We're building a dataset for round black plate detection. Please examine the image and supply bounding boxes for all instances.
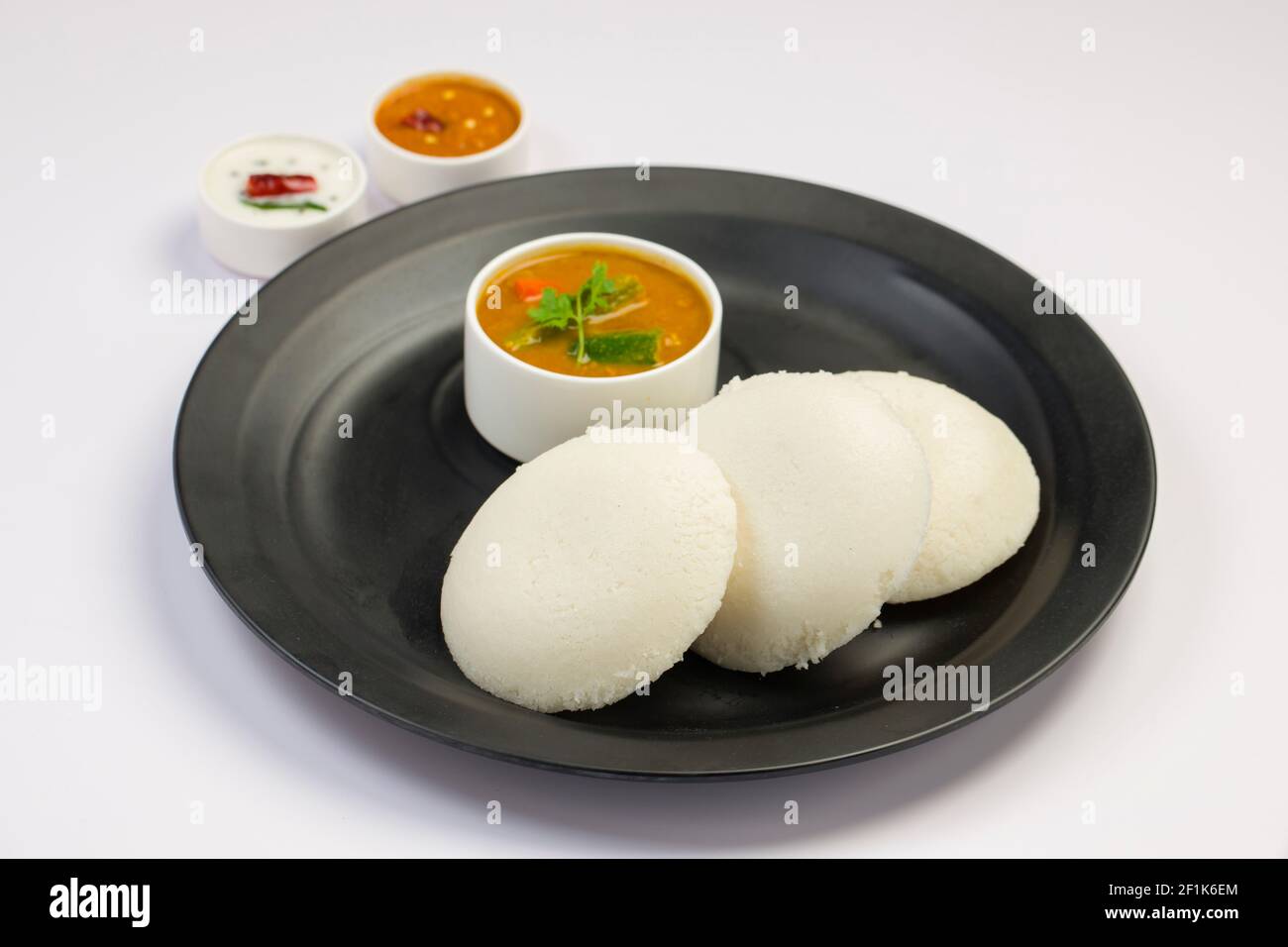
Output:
[175,167,1154,779]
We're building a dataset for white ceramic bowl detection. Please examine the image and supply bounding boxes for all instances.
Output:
[465,233,724,462]
[368,72,528,204]
[197,134,368,275]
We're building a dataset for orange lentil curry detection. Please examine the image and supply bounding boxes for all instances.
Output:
[476,246,711,377]
[376,74,519,158]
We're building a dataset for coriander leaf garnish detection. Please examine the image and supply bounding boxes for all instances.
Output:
[528,286,576,329]
[241,197,326,210]
[524,261,640,364]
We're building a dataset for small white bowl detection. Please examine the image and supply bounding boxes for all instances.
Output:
[368,72,528,204]
[465,233,724,462]
[197,134,368,275]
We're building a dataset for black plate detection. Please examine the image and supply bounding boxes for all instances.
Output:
[175,167,1154,779]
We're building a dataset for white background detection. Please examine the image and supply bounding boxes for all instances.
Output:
[0,0,1288,856]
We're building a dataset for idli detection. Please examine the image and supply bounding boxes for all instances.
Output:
[442,433,737,712]
[690,372,930,673]
[846,371,1038,601]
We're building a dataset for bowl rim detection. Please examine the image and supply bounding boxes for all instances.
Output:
[368,69,528,167]
[465,231,724,386]
[197,132,369,233]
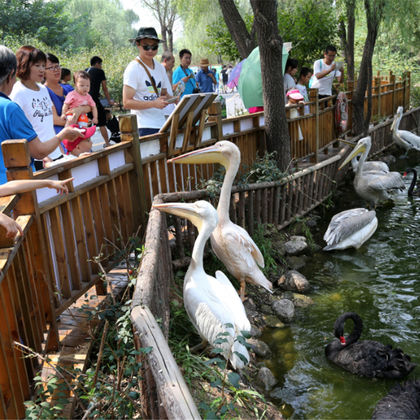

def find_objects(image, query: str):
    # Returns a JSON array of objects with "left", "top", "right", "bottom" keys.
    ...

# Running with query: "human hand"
[
  {"left": 152, "top": 96, "right": 168, "bottom": 109},
  {"left": 0, "top": 213, "right": 23, "bottom": 238},
  {"left": 48, "top": 178, "right": 74, "bottom": 194},
  {"left": 57, "top": 126, "right": 83, "bottom": 141}
]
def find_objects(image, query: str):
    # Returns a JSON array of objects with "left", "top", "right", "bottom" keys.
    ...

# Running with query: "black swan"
[
  {"left": 325, "top": 312, "right": 416, "bottom": 379},
  {"left": 372, "top": 380, "right": 420, "bottom": 420},
  {"left": 404, "top": 168, "right": 420, "bottom": 197}
]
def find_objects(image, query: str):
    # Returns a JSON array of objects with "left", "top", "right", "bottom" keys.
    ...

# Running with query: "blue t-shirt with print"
[
  {"left": 0, "top": 92, "right": 37, "bottom": 184},
  {"left": 172, "top": 66, "right": 196, "bottom": 97}
]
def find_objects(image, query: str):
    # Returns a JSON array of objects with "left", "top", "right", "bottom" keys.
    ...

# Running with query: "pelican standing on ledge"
[
  {"left": 153, "top": 201, "right": 251, "bottom": 369},
  {"left": 391, "top": 106, "right": 420, "bottom": 152},
  {"left": 338, "top": 137, "right": 405, "bottom": 207},
  {"left": 324, "top": 208, "right": 378, "bottom": 251},
  {"left": 168, "top": 140, "right": 273, "bottom": 301}
]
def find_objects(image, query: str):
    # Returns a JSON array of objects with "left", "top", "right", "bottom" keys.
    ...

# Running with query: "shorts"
[{"left": 88, "top": 98, "right": 106, "bottom": 127}]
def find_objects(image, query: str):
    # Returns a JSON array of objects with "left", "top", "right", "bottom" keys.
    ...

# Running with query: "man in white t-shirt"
[
  {"left": 311, "top": 45, "right": 343, "bottom": 99},
  {"left": 123, "top": 28, "right": 170, "bottom": 136}
]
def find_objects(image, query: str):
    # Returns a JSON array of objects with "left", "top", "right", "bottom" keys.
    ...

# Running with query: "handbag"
[{"left": 136, "top": 57, "right": 159, "bottom": 96}]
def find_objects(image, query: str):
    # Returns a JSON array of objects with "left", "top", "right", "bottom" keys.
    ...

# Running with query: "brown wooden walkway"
[{"left": 41, "top": 265, "right": 128, "bottom": 418}]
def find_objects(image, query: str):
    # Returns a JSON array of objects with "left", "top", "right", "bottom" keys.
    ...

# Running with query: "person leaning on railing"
[{"left": 0, "top": 45, "right": 82, "bottom": 184}]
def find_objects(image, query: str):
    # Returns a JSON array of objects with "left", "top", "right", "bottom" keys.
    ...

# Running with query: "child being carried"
[{"left": 61, "top": 70, "right": 98, "bottom": 128}]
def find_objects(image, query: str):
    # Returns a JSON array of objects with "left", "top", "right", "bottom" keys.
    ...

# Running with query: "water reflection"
[{"left": 263, "top": 160, "right": 420, "bottom": 419}]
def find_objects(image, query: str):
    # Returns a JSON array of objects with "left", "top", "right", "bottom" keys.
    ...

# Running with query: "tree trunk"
[
  {"left": 251, "top": 0, "right": 291, "bottom": 171},
  {"left": 219, "top": 0, "right": 256, "bottom": 60},
  {"left": 339, "top": 0, "right": 356, "bottom": 81},
  {"left": 352, "top": 0, "right": 385, "bottom": 135}
]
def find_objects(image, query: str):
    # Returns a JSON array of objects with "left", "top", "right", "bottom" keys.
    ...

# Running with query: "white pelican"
[
  {"left": 391, "top": 106, "right": 420, "bottom": 152},
  {"left": 324, "top": 208, "right": 378, "bottom": 251},
  {"left": 338, "top": 137, "right": 405, "bottom": 206},
  {"left": 351, "top": 156, "right": 389, "bottom": 174},
  {"left": 168, "top": 140, "right": 273, "bottom": 300},
  {"left": 153, "top": 201, "right": 251, "bottom": 369}
]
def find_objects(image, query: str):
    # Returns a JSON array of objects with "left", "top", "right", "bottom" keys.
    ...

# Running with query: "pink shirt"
[{"left": 64, "top": 90, "right": 96, "bottom": 109}]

################

_EXERCISE DESCRIPTION_: Format the records above as a JSON list of strings, one string per line, with blank lines skipped. Leave the pictures out.

_RESULT_:
[
  "We're building a dataset for round black plate detection. Please examine the image and supply bounding boxes for all instances.",
  "Output:",
  "[175,167,1154,779]",
  "We're building a dataset for white ceramic bowl detection. Please examine the image and supply bounding boxes for all instances.",
  "Output:",
  "[465,233,724,462]",
  "[368,72,528,204]",
  "[197,134,368,275]",
  "We're building a dataset for orange lentil curry detection. Please examine the image and supply bounding boxes for all instances.",
  "Output:",
  "[476,246,711,377]",
  "[376,74,519,158]",
  "We're building a dataset for coriander leaf garnish detection. Please examine the image and supply bounding boxes for all instances.",
  "Output:",
  "[528,286,576,329]",
  "[241,197,326,210]",
  "[524,261,640,364]",
  "We're building a dataset for small white bowl detection. Please examine the image and supply bounding boxes for all instances.",
  "Output:",
  "[368,72,528,204]",
  "[465,233,724,462]",
  "[197,134,368,275]",
  "We're building a dataset for black plate detection. Please examine the image and supply bounding boxes for all instances.",
  "Output:",
  "[175,167,1154,779]",
  "We're building a dataset for white background detection. Please examine the image and supply bounding boxes for all instances.",
  "Output:",
  "[0,0,1288,856]",
  "We're building a dataset for idli detection. Please examine the image and supply bounding boxes for all instances.",
  "Output:",
  "[442,433,737,712]",
  "[690,372,930,673]",
  "[846,371,1038,601]",
  "We're building a dataset for bowl rim detection. Please examine the image and supply bounding boxes for all instances.",
  "Output:",
  "[368,69,528,167]",
  "[465,231,724,386]",
  "[197,132,369,233]",
  "def find_objects(image, query: str):",
  "    # Returns a JSON array of objects with \"left\", \"top\", \"right\", \"bottom\" keys.",
  "    ...",
  "# Running with query: \"human hand\"",
  "[",
  "  {\"left\": 152, \"top\": 96, \"right\": 168, \"bottom\": 109},",
  "  {\"left\": 0, \"top\": 213, \"right\": 23, \"bottom\": 238},",
  "  {\"left\": 48, \"top\": 178, \"right\": 74, \"bottom\": 194},",
  "  {\"left\": 57, \"top\": 126, \"right\": 83, \"bottom\": 141}",
  "]",
  "def find_objects(image, query: str):",
  "    # Returns a JSON array of objects with \"left\", \"top\", \"right\", \"bottom\" keys.",
  "    ...",
  "# Running with query: \"black swan\"",
  "[",
  "  {\"left\": 325, \"top\": 312, \"right\": 416, \"bottom\": 379},",
  "  {\"left\": 372, \"top\": 380, \"right\": 420, \"bottom\": 420},",
  "  {\"left\": 404, \"top\": 168, \"right\": 420, \"bottom\": 197}",
  "]",
  "def find_objects(image, query: str):",
  "    # Returns a JSON array of objects with \"left\", \"top\", \"right\", \"bottom\" keys.",
  "    ...",
  "# Running with query: \"blue t-shirt with print\"",
  "[",
  "  {\"left\": 0, \"top\": 92, \"right\": 37, \"bottom\": 184},",
  "  {\"left\": 172, \"top\": 66, \"right\": 196, \"bottom\": 97}",
  "]",
  "def find_objects(image, query: str):",
  "    # Returns a JSON array of objects with \"left\", \"top\", \"right\", \"bottom\" keys.",
  "    ...",
  "# Running with query: \"pelican standing on ledge\"",
  "[",
  "  {\"left\": 153, \"top\": 201, \"right\": 251, \"bottom\": 369},",
  "  {\"left\": 391, \"top\": 106, \"right\": 420, \"bottom\": 152},",
  "  {\"left\": 338, \"top\": 137, \"right\": 405, \"bottom\": 207},",
  "  {\"left\": 324, \"top\": 208, \"right\": 378, \"bottom\": 251},",
  "  {\"left\": 168, \"top\": 140, \"right\": 273, \"bottom\": 301}",
  "]",
  "def find_objects(image, query: str):",
  "    # Returns a JSON array of objects with \"left\", \"top\", \"right\", \"bottom\" keys.",
  "    ...",
  "# Running with query: \"shorts\"",
  "[{\"left\": 88, \"top\": 98, \"right\": 106, \"bottom\": 127}]",
  "def find_objects(image, query: str):",
  "    # Returns a JSON array of objects with \"left\", \"top\", \"right\", \"bottom\" keys.",
  "    ...",
  "# Running with query: \"man in white t-shirt\"",
  "[",
  "  {\"left\": 311, \"top\": 45, \"right\": 343, \"bottom\": 99},",
  "  {\"left\": 123, \"top\": 28, \"right\": 170, \"bottom\": 136}",
  "]",
  "def find_objects(image, query: str):",
  "    # Returns a JSON array of objects with \"left\", \"top\", \"right\", \"bottom\" keys.",
  "    ...",
  "# Running with query: \"handbag\"",
  "[{\"left\": 136, \"top\": 57, \"right\": 159, \"bottom\": 96}]",
  "def find_objects(image, query: str):",
  "    # Returns a JSON array of objects with \"left\", \"top\", \"right\", \"bottom\" keys.",
  "    ...",
  "# Running with query: \"brown wooden walkway\"",
  "[{\"left\": 41, \"top\": 265, \"right\": 128, \"bottom\": 418}]",
  "def find_objects(image, query: str):",
  "    # Returns a JSON array of objects with \"left\", \"top\", \"right\", \"bottom\" keys.",
  "    ...",
  "# Running with query: \"person leaning on railing\"",
  "[{\"left\": 0, \"top\": 45, \"right\": 82, \"bottom\": 184}]",
  "def find_objects(image, query: str):",
  "    # Returns a JSON array of objects with \"left\", \"top\", \"right\", \"bottom\" keys.",
  "    ...",
  "# Running with query: \"child being carried\"",
  "[{\"left\": 61, \"top\": 70, \"right\": 98, \"bottom\": 128}]",
  "def find_objects(image, query: str):",
  "    # Returns a JSON array of objects with \"left\", \"top\", \"right\", \"bottom\" keys.",
  "    ...",
  "# Running with query: \"water reflection\"",
  "[{\"left\": 263, \"top\": 160, \"right\": 420, \"bottom\": 419}]",
  "def find_objects(image, query: str):",
  "    # Returns a JSON array of objects with \"left\", \"top\", \"right\", \"bottom\" keys.",
  "    ...",
  "# Running with query: \"tree trunk\"",
  "[",
  "  {\"left\": 251, \"top\": 0, \"right\": 291, \"bottom\": 171},",
  "  {\"left\": 219, \"top\": 0, \"right\": 256, \"bottom\": 60},",
  "  {\"left\": 339, \"top\": 0, \"right\": 356, \"bottom\": 81},",
  "  {\"left\": 352, \"top\": 0, \"right\": 385, \"bottom\": 135}",
  "]",
  "def find_objects(image, query: str):",
  "    # Returns a JSON array of objects with \"left\", \"top\", \"right\", \"bottom\" keys.",
  "    ...",
  "# Running with query: \"white pelican\"",
  "[",
  "  {\"left\": 391, \"top\": 106, \"right\": 420, \"bottom\": 152},",
  "  {\"left\": 324, \"top\": 208, \"right\": 378, \"bottom\": 251},",
  "  {\"left\": 338, \"top\": 137, \"right\": 405, \"bottom\": 206},",
  "  {\"left\": 351, \"top\": 156, \"right\": 389, \"bottom\": 174},",
  "  {\"left\": 168, \"top\": 140, \"right\": 273, \"bottom\": 300},",
  "  {\"left\": 153, \"top\": 201, \"right\": 251, \"bottom\": 369}",
  "]",
  "def find_objects(image, query: str):",
  "    # Returns a JSON array of objects with \"left\", \"top\", \"right\", \"bottom\" keys.",
  "    ...",
  "# Running with query: \"pink shirt\"",
  "[{\"left\": 64, \"top\": 90, \"right\": 96, \"bottom\": 109}]"
]